SOURCE MATERIAL:
* start *

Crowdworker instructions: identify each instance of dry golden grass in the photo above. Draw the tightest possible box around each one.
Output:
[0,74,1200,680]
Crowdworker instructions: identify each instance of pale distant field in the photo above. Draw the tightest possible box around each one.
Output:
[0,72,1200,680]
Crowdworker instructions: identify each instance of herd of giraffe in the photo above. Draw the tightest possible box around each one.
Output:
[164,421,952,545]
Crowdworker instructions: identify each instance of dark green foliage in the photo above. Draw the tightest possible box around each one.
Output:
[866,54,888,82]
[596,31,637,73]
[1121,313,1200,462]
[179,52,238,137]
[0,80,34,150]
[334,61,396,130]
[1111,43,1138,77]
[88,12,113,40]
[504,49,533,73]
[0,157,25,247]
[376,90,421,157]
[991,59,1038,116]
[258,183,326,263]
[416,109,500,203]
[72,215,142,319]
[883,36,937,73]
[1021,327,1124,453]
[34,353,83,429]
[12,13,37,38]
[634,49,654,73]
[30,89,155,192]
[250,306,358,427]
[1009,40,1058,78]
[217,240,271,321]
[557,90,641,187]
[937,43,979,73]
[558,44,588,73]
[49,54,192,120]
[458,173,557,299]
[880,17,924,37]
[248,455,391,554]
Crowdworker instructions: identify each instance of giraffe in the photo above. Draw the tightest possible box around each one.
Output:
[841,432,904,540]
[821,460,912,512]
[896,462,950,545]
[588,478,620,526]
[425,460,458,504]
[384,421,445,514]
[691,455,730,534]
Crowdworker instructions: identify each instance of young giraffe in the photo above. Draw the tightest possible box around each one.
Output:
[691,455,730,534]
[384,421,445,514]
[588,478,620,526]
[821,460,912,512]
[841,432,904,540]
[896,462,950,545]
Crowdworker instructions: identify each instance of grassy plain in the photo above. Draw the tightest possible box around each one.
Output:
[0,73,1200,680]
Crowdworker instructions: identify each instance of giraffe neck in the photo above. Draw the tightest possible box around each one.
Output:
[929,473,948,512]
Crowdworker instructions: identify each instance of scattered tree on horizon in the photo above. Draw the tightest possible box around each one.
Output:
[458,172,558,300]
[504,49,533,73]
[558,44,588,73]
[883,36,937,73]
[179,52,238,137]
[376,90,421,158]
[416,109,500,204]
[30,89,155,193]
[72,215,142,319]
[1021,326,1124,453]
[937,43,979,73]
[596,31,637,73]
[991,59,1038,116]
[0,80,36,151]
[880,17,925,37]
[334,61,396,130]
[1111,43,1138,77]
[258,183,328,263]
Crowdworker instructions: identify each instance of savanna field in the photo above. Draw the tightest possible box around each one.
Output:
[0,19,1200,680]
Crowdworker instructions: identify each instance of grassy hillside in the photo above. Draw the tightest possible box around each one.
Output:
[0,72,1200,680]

* end *

PROMPT: Convert all the entries above into a JSON list of strings, with one string per line and any blank lines left out.

SOLUTION FOR THIS EXERCISE:
[
  "Crowdworker instructions: identify each instance of dry golden grass in the photo above. Draw the tightest possible box around each one.",
  "Output:",
  "[0,74,1200,680]",
  "Crowdworker instructions: identify each instance of pale distant field in the photo above. Draw the tightest possible box around each one.",
  "Output:",
  "[0,72,1200,680]",
  "Crowdworker instructions: identify each instance of herd of giraffe in the photo above. Draw the tightest possible box around each one.",
  "Output:",
  "[164,421,952,545]",
  "Crowdworker instructions: identify each instance of dark green foliage in the photo above. Draw the tightest possible box around each one.",
  "Output:",
  "[866,54,888,82]",
  "[596,31,637,73]",
  "[1121,313,1200,462]",
  "[179,52,238,137]",
  "[0,80,34,150]",
  "[334,61,396,130]",
  "[1111,43,1138,77]",
  "[88,12,113,40]",
  "[504,49,533,73]",
  "[0,157,25,247]",
  "[376,90,421,157]",
  "[991,59,1038,116]",
  "[258,183,326,263]",
  "[416,109,500,203]",
  "[72,215,142,319]",
  "[883,36,937,73]",
  "[1021,327,1124,453]",
  "[34,353,83,429]",
  "[12,13,37,38]",
  "[634,49,654,73]",
  "[30,89,155,192]",
  "[250,306,358,427]",
  "[1009,40,1058,78]",
  "[217,240,271,321]",
  "[557,90,641,187]",
  "[937,43,979,73]",
  "[558,44,588,73]",
  "[49,54,192,120]",
  "[458,173,557,299]",
  "[880,17,924,37]",
  "[248,455,391,554]",
  "Crowdworker instructions: identify each instance of giraffe in the photo above. Draw the tightest possible box around each one.",
  "Output:",
  "[841,432,904,540]",
  "[821,460,912,512]",
  "[896,462,950,545]",
  "[588,478,620,526]",
  "[425,460,458,504]",
  "[384,421,445,514]",
  "[691,455,730,534]",
  "Crowdworker instructions: identify each instance of young giraffe in the photo above. Draw the tightest possible box around each one.",
  "Output:",
  "[691,455,730,534]",
  "[384,421,445,514]",
  "[588,478,620,526]",
  "[821,460,912,512]",
  "[841,432,904,540]",
  "[896,462,950,545]",
  "Crowdworker instructions: identify each instance of grassy plain in the photo above. Draw the tightest possible box around each one.",
  "Output:",
  "[0,73,1200,680]",
  "Crowdworker instructions: identify each instance of giraffe neck in the photo above. Draw the tightest possible box around each one.",
  "Output:",
  "[929,473,948,512]",
  "Crowdworker instructions: identify each instance of scattered tree on horizon in the photo above. Draw the tightest possible box around each one.",
  "Output:",
  "[458,172,558,300]",
  "[504,49,533,73]",
  "[558,44,588,73]",
  "[883,36,937,73]",
  "[179,52,238,137]",
  "[376,90,421,158]",
  "[416,109,500,204]",
  "[30,89,155,193]",
  "[72,215,142,319]",
  "[1021,326,1124,453]",
  "[937,43,979,73]",
  "[596,31,637,73]",
  "[991,59,1038,116]",
  "[0,80,36,151]",
  "[880,17,925,37]",
  "[334,61,396,130]",
  "[1111,43,1138,77]",
  "[258,183,328,263]",
  "Crowdworker instructions: identify each instance of savanna field in the photo above. Draw the tightest possible box around each one.",
  "Output:",
  "[0,19,1200,680]",
  "Crowdworker instructions: identify each instance of grassy hillside in the photo above. Draw the tightest possible box around each one.",
  "Output:",
  "[0,72,1200,680]"
]